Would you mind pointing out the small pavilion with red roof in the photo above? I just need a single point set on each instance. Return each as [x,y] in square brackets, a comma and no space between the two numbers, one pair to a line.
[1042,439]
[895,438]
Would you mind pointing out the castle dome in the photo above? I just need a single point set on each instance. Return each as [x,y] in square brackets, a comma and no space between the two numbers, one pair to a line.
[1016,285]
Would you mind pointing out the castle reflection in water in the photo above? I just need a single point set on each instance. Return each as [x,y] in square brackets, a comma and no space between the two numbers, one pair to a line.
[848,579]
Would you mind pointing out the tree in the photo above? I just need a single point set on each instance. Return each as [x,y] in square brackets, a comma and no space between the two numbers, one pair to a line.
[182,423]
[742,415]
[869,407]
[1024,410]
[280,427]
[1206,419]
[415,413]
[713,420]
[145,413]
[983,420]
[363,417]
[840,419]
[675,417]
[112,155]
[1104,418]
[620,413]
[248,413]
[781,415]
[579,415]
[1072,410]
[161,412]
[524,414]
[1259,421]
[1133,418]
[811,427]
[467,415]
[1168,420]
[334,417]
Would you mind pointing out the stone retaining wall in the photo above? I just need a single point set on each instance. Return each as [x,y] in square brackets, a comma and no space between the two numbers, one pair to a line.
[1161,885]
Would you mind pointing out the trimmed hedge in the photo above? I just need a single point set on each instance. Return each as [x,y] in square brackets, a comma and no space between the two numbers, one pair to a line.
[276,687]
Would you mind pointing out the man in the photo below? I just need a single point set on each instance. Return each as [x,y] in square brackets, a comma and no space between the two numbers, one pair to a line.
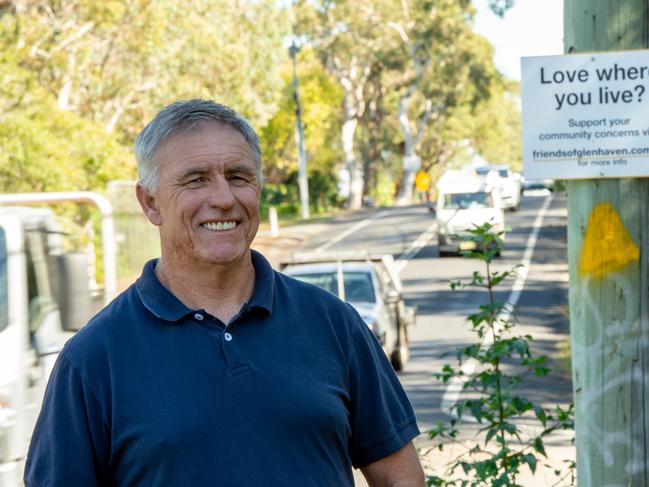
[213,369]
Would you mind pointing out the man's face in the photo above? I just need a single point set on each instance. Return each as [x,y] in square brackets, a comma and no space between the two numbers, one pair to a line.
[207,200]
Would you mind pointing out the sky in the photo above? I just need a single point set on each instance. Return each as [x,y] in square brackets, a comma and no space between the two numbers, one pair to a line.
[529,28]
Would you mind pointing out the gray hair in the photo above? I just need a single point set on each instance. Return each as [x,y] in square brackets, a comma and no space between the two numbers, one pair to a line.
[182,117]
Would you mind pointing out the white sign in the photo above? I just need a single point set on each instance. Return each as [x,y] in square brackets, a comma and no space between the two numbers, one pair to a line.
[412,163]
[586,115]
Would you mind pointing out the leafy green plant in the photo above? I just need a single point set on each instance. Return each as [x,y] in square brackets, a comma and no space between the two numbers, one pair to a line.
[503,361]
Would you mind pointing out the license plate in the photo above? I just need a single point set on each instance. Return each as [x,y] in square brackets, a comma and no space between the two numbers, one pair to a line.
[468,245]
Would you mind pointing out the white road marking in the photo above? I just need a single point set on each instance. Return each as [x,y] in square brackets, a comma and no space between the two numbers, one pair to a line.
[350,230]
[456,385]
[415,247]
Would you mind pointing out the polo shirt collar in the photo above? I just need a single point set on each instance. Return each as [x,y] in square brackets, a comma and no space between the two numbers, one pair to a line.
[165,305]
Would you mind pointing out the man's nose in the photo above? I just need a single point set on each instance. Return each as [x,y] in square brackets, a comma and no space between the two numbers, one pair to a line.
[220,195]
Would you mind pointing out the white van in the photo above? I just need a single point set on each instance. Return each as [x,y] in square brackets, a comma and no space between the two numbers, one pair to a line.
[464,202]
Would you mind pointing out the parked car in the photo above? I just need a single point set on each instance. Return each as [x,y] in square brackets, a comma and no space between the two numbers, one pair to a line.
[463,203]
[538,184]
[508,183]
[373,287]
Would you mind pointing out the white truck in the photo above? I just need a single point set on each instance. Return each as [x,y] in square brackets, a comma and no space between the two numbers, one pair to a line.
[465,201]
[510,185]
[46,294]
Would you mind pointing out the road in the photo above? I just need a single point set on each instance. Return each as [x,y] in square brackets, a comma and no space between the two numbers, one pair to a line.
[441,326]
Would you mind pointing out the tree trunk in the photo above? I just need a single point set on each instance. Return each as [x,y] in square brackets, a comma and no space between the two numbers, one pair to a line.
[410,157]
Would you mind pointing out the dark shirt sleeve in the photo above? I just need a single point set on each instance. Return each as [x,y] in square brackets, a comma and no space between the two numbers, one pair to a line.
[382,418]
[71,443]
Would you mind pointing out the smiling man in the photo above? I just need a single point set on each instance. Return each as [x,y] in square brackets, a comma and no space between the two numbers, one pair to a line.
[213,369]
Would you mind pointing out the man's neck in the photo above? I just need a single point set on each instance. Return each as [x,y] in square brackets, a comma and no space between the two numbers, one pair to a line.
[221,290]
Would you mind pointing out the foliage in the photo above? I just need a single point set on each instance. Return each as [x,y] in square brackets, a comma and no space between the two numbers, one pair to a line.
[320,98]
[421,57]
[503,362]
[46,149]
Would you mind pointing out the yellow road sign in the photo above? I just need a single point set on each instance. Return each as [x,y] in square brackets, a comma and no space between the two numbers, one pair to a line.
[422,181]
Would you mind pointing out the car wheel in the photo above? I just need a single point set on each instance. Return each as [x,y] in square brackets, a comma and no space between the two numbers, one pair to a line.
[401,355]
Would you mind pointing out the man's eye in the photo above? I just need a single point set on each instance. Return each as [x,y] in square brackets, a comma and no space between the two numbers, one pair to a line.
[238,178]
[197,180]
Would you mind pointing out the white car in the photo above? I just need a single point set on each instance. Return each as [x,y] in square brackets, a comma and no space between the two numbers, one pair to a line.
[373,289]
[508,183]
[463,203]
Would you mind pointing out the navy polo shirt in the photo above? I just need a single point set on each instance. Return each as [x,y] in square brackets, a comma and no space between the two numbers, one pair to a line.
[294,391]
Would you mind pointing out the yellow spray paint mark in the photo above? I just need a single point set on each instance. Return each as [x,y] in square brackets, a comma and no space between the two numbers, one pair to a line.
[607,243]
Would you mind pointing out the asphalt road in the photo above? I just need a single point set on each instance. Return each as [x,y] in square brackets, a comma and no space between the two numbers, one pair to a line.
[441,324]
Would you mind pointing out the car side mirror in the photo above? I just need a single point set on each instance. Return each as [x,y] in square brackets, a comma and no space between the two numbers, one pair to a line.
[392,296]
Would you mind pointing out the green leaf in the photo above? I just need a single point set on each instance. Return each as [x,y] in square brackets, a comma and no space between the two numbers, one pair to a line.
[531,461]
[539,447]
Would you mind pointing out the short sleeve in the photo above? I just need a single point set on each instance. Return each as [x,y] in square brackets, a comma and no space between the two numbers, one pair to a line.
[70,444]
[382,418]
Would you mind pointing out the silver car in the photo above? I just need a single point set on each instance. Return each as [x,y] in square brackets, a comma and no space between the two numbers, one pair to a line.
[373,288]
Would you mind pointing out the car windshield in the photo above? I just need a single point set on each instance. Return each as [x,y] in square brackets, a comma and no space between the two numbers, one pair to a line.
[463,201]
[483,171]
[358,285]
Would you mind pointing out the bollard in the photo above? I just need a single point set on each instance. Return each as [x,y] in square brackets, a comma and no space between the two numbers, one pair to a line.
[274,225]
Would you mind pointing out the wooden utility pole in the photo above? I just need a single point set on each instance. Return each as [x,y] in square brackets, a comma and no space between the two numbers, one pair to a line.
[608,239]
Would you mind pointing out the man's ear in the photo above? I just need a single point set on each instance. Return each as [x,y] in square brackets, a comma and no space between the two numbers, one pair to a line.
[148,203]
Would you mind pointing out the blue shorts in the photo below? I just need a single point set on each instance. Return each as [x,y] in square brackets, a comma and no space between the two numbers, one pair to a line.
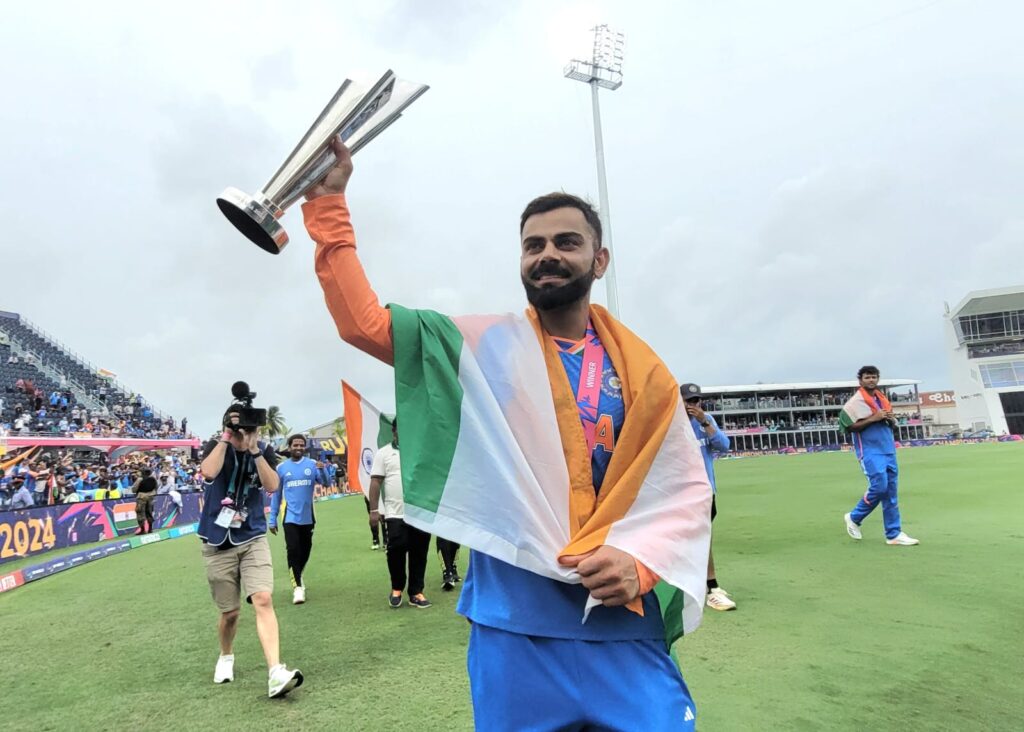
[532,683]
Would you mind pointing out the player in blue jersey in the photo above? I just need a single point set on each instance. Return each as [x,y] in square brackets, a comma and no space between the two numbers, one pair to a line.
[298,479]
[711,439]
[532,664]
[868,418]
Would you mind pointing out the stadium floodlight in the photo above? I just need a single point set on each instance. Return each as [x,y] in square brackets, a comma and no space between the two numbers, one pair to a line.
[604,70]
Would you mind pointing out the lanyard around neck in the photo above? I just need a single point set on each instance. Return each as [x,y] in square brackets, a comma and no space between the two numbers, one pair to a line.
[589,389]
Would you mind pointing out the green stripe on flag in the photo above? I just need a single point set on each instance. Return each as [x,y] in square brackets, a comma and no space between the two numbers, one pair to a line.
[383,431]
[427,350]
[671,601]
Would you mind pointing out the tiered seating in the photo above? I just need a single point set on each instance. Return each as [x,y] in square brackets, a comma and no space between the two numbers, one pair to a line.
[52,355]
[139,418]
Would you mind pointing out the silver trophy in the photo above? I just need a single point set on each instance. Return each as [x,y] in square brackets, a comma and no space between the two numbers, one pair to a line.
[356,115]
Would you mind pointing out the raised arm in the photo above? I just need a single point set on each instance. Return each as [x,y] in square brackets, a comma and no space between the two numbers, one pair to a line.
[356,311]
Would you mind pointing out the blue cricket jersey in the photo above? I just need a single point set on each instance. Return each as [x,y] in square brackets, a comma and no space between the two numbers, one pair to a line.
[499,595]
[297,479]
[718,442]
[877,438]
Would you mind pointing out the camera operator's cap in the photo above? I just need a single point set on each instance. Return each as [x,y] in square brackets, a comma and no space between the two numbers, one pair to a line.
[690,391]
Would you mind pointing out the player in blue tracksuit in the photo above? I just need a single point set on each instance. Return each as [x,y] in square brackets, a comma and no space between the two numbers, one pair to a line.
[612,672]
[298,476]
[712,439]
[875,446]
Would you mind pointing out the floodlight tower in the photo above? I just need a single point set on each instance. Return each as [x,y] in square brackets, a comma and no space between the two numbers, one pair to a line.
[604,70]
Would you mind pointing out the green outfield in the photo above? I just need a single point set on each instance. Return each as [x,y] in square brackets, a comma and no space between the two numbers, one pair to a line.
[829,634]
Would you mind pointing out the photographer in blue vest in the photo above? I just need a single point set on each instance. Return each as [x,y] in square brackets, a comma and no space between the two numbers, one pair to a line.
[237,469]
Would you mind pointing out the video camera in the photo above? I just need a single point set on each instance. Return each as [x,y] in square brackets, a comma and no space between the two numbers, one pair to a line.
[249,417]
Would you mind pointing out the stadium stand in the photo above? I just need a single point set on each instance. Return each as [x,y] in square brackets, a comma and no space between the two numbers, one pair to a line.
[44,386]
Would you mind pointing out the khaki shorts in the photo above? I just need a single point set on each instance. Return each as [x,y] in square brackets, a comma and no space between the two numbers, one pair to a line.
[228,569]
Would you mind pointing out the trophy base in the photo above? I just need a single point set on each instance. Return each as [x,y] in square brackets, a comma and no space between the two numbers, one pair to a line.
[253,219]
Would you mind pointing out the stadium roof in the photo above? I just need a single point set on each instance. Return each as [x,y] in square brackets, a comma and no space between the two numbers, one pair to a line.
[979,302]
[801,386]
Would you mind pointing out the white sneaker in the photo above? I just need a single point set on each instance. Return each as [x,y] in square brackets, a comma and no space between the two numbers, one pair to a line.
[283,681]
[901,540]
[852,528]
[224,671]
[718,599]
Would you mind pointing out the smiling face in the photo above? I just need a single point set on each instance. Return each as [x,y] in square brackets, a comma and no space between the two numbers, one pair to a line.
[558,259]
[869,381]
........
▸ Set task: Quote verbatim the line containing "Would you mind pointing out the stadium roof" and every line after it through the end of the records above.

▸ Full answer:
Would you mind pointing out the stadium roof in the photo above? I just need a single point set on each instance. Return each as [x,y] in square brackets, a comma and no space between the two numbers, one pair to a line.
[979,302]
[801,386]
Would you mind pointing out the white sneaker in the photo above? I just need a single point set on each instance. Return each as [x,y] in square brackets, a comma and no space between the two numbers, one pair to a line.
[283,681]
[901,540]
[852,528]
[224,671]
[718,599]
Would you mind pointing out the smiling face in the photo above? I just need a single point set on each instance. Return each as [x,y] in square brackets, a comma and no space between the two numbers, one pair to a line.
[558,259]
[869,381]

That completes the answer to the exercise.